It is sometimes argued that fears about the harm ful effects of the tests are exaggerated but even if there were no harmful effects at all the tests would still be undesirable. So far, there seems no maximum point where bigger and better bombs are concerned. No sooner is one bomb let off somewhere than there begins the long and exciting process of preparing to let off another. Each nation claims it is ahead of the others and then feverishly presses on in case it may not be. Atomic teste of one kind or another are a kind of dragon’s teeth. Washington has already announced a new series of tests in the Pacific in the spring. British tests are to take place on the Monte Bello Islands in April. The Russians make. no announcements beforehand. Could not the Prime Minister and President make some new proposal to show to the world that far from relishing “walking along the brink”–

The reference there is, of course, to Mr. Dulles’s article inLife magazine - the free powers still desire to rid the world of its sickness and its madness.

The words “sickness” and “madness” are a very strong condemnation of the passive attitude which the Minister displayed at all crucial points in his speech. He said in effect, “ We cannot at present give up atomic weapons or hydrogen bombs by agreement, because they constitute a deterrent “. Then he added, “ Of course, we cannot give up conventional weapons either because in that field theRussians are fairly admitted to be our superior “. This conclusion is that one can do nothing.

In support of our view to the contrary, I can cite not only Labour’s declarations of policy, but also the great change that has taken place in world opinion during the last year or two. It is extraordinary that gradually, but none the less effectively, the responsibility for conciliatory moves in international affairs is being assumed by church leaders. They see the political leaders paralysed and unable to grasp the fact that at some time or other there must be agreement or the tragedy that threatens the world will eventuate. In association with this series of articles in The Times in January, there was a discussion in which church leaders took part. One sees contributions from the Bishop of Exeter and other leaders of the Church of England and of the various Protestant churches. Similarly the Pope, a month before, had made an even more definite and forthright statement.

------------------------------------------------

- Tasks to complete -
• a. In the passage on atomic tests, where and when are the British tests to take place?
• b. Do these statements agree with the passage on atomic tests? (i) Washington has announced a new series of tests in the Pacific for the spring. (ii) Church leaders are taking on responsibility for conciliatory moves in international affairs. (iii) The Pope made his statement a month after the January articles in The Times.

- Records -
------------------------------------------------

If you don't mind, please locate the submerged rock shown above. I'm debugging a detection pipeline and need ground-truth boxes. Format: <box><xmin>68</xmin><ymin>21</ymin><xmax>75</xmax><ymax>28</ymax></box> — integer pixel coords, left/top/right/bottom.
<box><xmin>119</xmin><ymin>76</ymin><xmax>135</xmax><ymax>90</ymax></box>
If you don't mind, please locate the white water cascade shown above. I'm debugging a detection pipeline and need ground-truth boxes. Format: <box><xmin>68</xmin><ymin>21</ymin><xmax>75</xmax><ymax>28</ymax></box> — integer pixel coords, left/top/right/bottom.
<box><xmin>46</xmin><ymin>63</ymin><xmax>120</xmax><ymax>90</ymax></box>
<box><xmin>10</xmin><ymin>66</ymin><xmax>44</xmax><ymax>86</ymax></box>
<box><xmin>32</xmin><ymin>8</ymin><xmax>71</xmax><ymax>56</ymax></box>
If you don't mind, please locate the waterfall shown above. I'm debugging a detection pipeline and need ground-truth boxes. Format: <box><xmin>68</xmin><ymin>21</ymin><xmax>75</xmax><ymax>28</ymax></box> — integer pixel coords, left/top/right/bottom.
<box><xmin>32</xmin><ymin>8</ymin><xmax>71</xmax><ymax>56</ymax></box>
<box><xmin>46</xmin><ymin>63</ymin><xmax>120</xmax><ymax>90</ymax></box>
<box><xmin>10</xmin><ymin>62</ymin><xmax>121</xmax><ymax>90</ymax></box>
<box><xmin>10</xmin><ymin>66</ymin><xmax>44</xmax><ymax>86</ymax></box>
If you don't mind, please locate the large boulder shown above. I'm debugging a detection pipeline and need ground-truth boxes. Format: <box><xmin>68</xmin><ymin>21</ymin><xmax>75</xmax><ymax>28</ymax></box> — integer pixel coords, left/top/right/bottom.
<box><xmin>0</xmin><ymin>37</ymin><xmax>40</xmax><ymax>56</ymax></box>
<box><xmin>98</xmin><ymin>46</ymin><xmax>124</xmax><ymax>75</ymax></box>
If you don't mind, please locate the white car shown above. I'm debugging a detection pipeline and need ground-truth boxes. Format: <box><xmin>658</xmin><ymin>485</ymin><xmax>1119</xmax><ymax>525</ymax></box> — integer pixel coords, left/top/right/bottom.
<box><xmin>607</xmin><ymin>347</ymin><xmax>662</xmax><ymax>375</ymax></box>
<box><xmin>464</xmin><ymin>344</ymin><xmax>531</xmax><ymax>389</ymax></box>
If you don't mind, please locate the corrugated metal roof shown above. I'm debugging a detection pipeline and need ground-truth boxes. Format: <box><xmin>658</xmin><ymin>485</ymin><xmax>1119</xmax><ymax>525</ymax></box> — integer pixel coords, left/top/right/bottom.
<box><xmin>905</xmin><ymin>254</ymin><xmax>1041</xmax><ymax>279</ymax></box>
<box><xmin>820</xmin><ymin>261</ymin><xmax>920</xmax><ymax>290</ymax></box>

------------------------------------------------

- Worked answers -
• a. On the Monte Bello Islands, in April.

• b.
(i) Yes: "Washington has already announced a new series of tests in the Pacific in the spring."
(ii) Yes: "the responsibility for conciliatory moves in international affairs is being assumed by church leaders."
(iii) No: "Similarly the Pope, a month before, had made an even more definite and forthright statement."